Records
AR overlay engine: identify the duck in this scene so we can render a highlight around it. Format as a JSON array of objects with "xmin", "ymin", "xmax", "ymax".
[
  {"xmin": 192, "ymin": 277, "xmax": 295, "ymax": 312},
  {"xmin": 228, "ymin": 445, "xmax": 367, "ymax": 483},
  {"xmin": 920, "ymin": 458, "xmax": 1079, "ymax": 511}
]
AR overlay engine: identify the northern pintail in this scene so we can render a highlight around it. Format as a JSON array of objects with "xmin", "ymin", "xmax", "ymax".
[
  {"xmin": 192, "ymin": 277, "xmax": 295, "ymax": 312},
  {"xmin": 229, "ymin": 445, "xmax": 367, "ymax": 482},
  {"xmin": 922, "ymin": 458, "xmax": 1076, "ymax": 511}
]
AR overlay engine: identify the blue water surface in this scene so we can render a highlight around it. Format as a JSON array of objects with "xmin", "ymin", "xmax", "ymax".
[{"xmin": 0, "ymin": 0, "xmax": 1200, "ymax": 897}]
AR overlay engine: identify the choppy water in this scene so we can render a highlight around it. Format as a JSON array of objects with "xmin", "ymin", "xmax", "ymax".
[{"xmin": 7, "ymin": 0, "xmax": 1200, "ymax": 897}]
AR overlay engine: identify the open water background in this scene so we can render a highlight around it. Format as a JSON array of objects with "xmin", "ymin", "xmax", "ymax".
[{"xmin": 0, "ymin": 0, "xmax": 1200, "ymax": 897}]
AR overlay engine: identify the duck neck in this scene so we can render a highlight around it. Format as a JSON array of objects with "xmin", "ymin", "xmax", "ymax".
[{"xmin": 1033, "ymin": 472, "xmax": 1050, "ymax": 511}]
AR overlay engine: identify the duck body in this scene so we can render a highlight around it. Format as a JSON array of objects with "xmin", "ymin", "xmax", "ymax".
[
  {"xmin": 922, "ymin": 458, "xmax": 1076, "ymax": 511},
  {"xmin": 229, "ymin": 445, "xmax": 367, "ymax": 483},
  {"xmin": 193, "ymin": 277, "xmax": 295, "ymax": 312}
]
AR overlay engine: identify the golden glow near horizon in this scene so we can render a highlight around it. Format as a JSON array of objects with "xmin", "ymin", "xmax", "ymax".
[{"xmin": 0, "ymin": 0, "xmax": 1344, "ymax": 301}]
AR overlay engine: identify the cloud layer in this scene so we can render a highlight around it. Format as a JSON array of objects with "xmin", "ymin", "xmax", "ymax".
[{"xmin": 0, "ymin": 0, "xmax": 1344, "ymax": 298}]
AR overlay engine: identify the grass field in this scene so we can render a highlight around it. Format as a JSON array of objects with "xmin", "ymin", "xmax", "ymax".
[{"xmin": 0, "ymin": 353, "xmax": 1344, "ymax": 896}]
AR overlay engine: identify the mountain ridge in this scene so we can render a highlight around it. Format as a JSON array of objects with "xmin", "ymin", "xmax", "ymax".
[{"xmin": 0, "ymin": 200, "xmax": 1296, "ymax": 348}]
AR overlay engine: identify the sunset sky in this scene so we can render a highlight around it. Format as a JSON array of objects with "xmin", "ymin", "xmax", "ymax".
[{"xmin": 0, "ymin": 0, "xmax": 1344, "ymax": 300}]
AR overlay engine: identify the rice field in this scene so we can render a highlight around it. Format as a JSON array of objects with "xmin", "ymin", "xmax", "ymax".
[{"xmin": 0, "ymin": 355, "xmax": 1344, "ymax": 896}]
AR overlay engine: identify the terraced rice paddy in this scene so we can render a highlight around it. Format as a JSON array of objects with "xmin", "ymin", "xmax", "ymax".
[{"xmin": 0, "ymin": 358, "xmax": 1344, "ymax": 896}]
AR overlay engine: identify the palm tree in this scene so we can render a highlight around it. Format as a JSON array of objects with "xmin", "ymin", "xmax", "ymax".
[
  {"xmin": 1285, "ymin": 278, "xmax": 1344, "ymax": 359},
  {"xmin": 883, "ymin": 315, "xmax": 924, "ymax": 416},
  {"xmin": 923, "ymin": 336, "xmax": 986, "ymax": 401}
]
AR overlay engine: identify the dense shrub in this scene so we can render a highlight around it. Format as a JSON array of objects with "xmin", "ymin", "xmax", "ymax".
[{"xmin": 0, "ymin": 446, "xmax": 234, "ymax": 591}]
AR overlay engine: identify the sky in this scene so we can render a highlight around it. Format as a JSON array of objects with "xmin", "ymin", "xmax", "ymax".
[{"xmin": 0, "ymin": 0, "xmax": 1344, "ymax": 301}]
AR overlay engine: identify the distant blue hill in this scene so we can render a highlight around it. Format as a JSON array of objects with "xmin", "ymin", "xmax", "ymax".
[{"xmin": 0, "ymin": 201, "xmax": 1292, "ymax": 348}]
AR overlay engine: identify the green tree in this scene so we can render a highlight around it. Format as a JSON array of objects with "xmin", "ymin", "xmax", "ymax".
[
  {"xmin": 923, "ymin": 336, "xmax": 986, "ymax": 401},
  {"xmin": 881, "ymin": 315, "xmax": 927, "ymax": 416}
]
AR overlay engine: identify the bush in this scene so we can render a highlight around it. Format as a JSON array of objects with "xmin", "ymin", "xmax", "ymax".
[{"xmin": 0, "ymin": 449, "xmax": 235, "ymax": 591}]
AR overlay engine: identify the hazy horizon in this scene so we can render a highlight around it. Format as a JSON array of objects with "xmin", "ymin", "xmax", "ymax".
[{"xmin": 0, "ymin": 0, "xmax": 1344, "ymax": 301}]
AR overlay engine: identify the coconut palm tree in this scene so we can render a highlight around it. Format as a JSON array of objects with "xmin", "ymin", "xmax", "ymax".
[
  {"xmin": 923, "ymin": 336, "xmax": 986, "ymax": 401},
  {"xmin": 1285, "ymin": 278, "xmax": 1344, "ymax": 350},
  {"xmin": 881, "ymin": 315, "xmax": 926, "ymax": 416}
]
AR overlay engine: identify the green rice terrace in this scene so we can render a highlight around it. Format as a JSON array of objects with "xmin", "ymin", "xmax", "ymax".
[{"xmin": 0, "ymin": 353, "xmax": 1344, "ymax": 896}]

* Task to carry out: Count the lines in the items above that contain the string "blue", treating uppercase and lowercase as distinct. Reply with only the number.

* Response to the task: 2